*Request*
Update the Scilab-users message from "[Scilab-users] Dump the" to "black hole ?", replacing each "black hole" with "bit bucket".

*Excerpt provided*

## Begin

[Scilab-users] Dump the output of a function
Clément David
Clement.David at esi-group.com
Tue Feb 6 18:13:30 CET 2018
Le mercredi 17 janvier 2018 à 20:36 +0100, Samuel Gougeon a écrit :
> Le 17/01/2018 à 20:26, Samuel Gougeon a écrit :
> > Le 17/01/2018 à 18:16, antoine monmayrant a écrit :
> > > Hello all,
> > >
> > >
> > > I might say something really stupid, but can't we define a special variable like %eps, %i, etc
> > > to act as a black hole ?
> > > Something like %null (like piping to /dev/null or a null pointer) or a better name
> > > (%blackhole, %lostforever, %byebye, ;-) ).
> > > The idea being that no memory is allocated when someone try to affect some value to it:
> > >
> > > [%null,%null,kb] = intersect(grand(1,10,"uin",0,9), grand(1,10,"uin",0,9));
> >
> > A true black hole has even no name :)

## End

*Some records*
## Begin

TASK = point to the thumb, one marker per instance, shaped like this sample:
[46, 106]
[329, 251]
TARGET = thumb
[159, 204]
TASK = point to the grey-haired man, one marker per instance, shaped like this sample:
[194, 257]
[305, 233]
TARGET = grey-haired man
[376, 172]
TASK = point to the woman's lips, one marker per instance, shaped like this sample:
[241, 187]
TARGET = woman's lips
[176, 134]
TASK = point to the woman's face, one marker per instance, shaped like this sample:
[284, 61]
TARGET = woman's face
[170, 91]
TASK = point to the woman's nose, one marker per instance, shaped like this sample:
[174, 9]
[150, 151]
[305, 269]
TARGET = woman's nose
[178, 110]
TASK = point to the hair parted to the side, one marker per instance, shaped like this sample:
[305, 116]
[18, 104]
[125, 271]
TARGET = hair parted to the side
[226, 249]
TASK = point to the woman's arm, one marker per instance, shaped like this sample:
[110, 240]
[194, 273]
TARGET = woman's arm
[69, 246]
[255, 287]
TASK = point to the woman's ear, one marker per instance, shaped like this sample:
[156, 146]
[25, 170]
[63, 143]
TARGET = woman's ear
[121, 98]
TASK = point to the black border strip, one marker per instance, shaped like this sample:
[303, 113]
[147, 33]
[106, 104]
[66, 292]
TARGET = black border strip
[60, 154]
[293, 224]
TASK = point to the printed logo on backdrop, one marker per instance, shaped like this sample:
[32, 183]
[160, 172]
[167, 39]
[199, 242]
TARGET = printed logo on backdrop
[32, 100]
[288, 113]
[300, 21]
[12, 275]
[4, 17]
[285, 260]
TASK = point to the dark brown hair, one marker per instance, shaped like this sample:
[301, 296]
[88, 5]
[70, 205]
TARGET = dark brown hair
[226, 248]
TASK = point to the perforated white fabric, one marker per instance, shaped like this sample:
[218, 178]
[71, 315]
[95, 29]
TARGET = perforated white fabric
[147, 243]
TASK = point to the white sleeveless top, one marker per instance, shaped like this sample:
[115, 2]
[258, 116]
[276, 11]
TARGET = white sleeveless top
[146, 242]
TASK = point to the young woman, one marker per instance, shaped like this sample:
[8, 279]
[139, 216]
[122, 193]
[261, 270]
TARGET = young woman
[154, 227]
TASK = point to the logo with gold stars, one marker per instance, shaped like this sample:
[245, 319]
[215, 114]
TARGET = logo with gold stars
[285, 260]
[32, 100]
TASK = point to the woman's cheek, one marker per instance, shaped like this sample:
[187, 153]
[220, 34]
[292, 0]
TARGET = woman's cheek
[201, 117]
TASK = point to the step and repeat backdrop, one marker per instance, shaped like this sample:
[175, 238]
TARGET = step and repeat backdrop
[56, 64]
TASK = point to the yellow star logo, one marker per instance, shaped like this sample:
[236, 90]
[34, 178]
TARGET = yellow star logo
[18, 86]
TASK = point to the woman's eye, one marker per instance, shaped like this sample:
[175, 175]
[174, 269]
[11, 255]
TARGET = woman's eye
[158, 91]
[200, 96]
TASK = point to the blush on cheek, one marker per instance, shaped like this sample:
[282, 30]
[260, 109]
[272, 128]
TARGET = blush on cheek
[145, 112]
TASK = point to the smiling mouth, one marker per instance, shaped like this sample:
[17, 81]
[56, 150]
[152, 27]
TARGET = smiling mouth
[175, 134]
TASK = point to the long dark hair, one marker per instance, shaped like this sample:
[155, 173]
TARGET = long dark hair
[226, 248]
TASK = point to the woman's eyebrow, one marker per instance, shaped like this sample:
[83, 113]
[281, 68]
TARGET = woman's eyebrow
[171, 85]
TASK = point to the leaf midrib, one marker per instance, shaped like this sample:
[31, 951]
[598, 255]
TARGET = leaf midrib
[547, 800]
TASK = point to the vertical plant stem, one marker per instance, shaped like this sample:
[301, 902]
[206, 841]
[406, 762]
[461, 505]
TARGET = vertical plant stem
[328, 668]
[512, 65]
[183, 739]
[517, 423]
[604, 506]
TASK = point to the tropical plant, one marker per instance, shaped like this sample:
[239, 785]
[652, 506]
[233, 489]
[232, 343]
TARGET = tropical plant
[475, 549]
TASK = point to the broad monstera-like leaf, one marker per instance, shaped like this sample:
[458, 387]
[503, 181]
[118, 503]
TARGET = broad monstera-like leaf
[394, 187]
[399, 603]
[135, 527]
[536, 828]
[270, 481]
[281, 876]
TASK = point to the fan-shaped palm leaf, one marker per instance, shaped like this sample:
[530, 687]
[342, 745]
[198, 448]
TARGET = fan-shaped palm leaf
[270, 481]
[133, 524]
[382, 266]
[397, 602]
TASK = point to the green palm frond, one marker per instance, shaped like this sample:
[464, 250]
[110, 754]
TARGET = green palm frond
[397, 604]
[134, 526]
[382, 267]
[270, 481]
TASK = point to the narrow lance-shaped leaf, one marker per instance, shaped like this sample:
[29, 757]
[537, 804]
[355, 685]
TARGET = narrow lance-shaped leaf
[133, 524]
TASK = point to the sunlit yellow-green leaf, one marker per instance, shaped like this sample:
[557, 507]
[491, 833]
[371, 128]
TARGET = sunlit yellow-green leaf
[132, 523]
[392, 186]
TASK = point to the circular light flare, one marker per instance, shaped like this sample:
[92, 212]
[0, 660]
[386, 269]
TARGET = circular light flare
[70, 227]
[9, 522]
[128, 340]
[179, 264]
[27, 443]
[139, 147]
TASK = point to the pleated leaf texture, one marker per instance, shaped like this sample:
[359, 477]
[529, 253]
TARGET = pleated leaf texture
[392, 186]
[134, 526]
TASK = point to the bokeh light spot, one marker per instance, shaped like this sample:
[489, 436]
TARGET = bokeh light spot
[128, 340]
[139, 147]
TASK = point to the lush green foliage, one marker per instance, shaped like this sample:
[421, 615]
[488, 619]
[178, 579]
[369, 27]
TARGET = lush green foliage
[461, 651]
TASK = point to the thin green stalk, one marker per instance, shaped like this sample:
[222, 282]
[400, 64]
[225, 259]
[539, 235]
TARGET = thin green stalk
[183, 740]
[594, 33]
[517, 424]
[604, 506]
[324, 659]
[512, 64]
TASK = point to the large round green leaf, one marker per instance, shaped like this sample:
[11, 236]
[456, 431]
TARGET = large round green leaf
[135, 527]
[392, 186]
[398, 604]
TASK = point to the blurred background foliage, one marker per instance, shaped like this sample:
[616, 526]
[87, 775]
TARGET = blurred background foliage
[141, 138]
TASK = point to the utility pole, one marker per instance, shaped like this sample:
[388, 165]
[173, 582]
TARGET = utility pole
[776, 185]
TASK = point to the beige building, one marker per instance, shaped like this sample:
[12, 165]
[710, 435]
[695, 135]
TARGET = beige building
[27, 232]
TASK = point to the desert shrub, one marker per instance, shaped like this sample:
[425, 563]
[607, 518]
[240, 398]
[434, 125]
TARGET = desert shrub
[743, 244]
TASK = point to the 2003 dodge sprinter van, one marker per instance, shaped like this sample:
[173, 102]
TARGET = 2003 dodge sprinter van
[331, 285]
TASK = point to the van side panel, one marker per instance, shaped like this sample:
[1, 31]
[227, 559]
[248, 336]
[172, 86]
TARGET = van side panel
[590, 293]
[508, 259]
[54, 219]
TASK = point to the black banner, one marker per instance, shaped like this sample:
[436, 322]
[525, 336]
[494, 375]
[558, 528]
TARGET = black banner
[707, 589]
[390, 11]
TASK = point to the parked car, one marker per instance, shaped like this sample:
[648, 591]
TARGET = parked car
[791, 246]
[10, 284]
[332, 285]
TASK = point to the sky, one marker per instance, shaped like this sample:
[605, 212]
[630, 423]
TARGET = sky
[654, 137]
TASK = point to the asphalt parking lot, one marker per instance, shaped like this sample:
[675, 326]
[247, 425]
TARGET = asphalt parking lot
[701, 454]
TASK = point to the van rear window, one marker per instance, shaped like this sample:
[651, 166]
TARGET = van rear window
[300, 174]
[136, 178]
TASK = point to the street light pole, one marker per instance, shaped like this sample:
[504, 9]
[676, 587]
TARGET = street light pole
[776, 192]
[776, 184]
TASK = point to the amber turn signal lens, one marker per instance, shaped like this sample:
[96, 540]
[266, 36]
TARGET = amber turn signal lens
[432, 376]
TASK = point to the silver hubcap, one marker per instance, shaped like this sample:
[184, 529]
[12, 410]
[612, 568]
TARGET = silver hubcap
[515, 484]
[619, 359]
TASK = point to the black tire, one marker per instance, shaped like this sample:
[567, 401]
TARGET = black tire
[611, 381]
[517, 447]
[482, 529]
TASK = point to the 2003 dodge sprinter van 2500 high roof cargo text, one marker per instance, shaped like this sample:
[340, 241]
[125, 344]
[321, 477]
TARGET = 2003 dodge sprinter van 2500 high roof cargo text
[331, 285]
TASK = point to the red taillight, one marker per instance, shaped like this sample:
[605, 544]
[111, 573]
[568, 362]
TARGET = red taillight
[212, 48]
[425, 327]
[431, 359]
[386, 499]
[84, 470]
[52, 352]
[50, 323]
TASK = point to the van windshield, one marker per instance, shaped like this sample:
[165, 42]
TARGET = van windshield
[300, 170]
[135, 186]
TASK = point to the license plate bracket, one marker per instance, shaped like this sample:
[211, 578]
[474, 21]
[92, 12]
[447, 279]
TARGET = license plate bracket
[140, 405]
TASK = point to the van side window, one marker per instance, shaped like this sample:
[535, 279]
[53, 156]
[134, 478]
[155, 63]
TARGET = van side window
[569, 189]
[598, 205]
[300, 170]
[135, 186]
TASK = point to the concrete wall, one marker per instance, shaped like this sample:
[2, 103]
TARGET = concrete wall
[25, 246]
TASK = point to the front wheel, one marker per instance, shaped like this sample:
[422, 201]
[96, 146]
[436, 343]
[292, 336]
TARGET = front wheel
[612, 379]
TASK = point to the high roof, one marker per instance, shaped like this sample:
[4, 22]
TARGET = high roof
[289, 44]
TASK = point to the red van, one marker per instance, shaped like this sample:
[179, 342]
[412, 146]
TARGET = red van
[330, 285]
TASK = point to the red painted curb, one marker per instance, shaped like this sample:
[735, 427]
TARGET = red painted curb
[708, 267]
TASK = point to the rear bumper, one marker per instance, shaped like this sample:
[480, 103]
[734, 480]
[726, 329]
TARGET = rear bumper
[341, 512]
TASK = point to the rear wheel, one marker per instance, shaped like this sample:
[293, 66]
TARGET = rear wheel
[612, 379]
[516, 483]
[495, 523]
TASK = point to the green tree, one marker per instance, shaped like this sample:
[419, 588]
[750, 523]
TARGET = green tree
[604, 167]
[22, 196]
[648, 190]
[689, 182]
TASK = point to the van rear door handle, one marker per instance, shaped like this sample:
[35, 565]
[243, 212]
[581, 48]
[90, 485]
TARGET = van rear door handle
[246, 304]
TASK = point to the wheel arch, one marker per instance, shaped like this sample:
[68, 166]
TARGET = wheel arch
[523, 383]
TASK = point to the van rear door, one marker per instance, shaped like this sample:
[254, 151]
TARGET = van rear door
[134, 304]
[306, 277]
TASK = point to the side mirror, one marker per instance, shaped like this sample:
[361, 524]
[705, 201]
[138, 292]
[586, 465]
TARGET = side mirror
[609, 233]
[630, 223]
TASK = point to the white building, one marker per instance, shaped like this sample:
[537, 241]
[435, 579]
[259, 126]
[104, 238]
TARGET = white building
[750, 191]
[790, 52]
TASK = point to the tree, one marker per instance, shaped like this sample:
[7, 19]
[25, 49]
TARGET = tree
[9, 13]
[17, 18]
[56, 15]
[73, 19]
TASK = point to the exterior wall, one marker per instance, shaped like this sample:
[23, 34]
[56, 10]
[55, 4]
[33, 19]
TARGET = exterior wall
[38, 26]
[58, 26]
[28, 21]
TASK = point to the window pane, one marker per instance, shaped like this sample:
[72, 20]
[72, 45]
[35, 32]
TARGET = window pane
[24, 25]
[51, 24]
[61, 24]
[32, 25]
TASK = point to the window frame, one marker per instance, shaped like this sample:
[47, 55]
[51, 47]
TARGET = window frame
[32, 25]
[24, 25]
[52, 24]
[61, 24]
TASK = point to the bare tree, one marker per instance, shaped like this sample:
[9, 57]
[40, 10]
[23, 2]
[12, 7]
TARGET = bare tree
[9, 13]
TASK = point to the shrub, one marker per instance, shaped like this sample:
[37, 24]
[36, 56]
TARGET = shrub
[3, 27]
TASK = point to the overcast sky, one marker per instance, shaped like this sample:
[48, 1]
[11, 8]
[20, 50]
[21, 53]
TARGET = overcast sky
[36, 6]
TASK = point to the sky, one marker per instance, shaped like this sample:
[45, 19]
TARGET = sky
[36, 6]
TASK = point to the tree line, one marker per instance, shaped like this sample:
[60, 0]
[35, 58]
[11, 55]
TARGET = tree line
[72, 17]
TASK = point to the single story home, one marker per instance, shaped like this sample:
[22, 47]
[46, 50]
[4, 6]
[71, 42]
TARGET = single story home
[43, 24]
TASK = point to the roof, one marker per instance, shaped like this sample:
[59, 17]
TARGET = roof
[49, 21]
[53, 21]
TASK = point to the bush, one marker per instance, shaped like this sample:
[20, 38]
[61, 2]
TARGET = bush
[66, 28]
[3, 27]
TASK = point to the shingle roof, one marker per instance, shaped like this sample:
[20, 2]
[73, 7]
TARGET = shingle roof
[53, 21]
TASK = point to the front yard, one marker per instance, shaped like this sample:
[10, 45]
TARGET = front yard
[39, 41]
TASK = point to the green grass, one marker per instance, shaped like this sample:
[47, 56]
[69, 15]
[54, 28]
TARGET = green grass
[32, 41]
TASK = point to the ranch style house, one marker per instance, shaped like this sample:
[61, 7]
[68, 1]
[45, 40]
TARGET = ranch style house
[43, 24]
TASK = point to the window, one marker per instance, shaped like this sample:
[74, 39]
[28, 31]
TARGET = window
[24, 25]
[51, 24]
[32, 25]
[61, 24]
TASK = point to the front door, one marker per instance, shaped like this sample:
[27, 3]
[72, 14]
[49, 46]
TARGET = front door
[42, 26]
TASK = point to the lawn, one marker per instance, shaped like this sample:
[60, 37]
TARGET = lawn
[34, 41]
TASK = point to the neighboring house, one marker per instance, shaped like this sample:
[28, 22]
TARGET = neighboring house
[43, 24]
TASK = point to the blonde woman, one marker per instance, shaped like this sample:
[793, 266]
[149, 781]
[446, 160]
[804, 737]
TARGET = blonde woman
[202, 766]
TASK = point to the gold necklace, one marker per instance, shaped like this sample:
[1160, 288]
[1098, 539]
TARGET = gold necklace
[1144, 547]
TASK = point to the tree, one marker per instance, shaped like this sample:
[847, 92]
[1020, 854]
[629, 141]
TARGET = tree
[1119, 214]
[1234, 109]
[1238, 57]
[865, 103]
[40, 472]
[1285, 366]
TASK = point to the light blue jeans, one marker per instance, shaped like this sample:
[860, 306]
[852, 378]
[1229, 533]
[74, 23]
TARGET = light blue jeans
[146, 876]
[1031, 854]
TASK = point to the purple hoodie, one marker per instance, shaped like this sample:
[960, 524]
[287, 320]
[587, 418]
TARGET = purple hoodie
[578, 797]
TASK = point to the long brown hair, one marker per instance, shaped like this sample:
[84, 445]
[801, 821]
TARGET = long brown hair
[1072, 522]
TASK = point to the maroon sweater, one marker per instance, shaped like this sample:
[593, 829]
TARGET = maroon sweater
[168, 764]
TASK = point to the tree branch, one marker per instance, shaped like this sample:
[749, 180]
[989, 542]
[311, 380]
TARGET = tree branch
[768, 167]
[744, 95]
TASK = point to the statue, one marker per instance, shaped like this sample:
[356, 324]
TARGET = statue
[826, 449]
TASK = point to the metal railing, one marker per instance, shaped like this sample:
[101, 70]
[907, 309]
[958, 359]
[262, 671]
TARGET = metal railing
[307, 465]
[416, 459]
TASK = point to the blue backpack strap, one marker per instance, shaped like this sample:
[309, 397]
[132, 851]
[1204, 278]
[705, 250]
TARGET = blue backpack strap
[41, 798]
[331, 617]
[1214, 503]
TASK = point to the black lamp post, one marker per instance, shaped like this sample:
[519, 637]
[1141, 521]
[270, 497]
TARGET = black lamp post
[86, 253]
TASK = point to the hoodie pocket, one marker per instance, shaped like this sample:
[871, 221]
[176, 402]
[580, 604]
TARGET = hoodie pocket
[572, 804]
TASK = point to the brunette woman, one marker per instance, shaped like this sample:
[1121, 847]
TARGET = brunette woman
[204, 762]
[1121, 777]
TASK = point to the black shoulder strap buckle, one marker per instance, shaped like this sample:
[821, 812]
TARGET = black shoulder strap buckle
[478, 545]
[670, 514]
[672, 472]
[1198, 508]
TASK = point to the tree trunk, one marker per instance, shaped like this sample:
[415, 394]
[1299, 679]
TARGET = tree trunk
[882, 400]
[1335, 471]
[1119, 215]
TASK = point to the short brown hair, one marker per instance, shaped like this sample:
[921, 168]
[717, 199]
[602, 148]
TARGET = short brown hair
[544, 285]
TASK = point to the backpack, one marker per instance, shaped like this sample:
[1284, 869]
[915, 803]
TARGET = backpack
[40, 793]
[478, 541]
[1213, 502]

## End

*Task answer*
[Scilab-users] Dump the output of a function
Clément David
Clement.David at esi-group.com
Tue Feb 6 18:13:30 CET 2018
Le mercredi 17 janvier 2018 à 20:36 +0100, Samuel Gougeon a écrit :
> Le 17/01/2018 à 20:26, Samuel Gougeon a écrit :
> > Le 17/01/2018 à 18:16, antoine monmayrant a écrit :
> > > Hello all,
> > >
> > >
> > > I might say something really stupid, but can't we define a special variable like %eps, %i, etc
> > > to act as a bit bucket ?